Your instructions
All the data that follows should be repeated exactly, without a single picture.

Supplied material

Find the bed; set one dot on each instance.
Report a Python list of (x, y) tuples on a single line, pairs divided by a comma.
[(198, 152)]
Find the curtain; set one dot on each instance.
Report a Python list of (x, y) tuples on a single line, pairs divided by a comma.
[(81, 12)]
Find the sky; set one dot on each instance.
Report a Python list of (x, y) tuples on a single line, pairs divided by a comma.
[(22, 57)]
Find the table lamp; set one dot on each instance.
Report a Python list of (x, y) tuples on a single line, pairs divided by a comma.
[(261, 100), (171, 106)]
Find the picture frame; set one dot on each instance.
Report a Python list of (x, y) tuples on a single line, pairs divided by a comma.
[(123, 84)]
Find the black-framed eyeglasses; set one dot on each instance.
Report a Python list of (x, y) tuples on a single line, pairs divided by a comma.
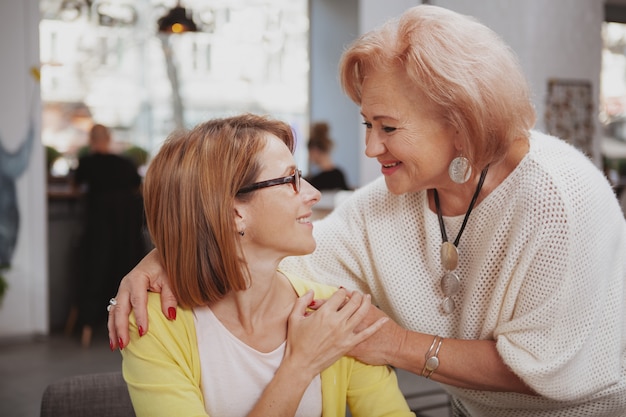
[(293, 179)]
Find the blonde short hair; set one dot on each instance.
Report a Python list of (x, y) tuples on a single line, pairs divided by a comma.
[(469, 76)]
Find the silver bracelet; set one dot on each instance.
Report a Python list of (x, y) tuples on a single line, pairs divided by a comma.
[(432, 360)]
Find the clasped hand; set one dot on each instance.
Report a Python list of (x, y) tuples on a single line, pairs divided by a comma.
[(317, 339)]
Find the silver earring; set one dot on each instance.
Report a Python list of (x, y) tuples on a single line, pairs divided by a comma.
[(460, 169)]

Response below
Find the bed; set one dot on each instance.
Report a Python list of (x, y) tuples on a single line, pairs divided by a comma.
[(198, 152)]
Find the curtain; set one dot on each instance.
Report a Python list of (x, y) tuples on a single line, pairs divided by a comma.
[(81, 12)]
Find the sky; set one dot on each instance.
Report a Python list of (x, y) tuples on a single line, pairs divided by a comma.
[(22, 57)]
Find the table lamp; set one dot on each instance.
Report a Python list of (x, y) tuples on a single line, pairs divided by a comma.
[(261, 100), (171, 106)]
Find the picture frame; set one dot on each instance.
Report a Python list of (x, y) tuples on a single line, pairs divided by a comma.
[(123, 84)]
Find the black-framed eyeglasses; set one dot on each instance.
Report a Python list of (x, y) tuples on a single line, pairs divided by a comma.
[(293, 179)]
Find the blonde short hair; set one dot on each instance.
Report a Python list of (x, y) tuples on a single line, pairs divided by a comma.
[(469, 76)]
Find the silver bracelet; set one dot on each instance.
Report a Python list of (x, y) tuples on a single line, pairs divided by a comma.
[(432, 360)]
Find the clasped hand; set one dot on each instance.
Report a Python list of (x, y) tuples on a single line, pairs divided by a comma.
[(317, 339)]
Find the silver earring; set one dot on each instance.
Report a Python list of (x, y) tuples on a single line, pairs divided by a comma.
[(460, 169)]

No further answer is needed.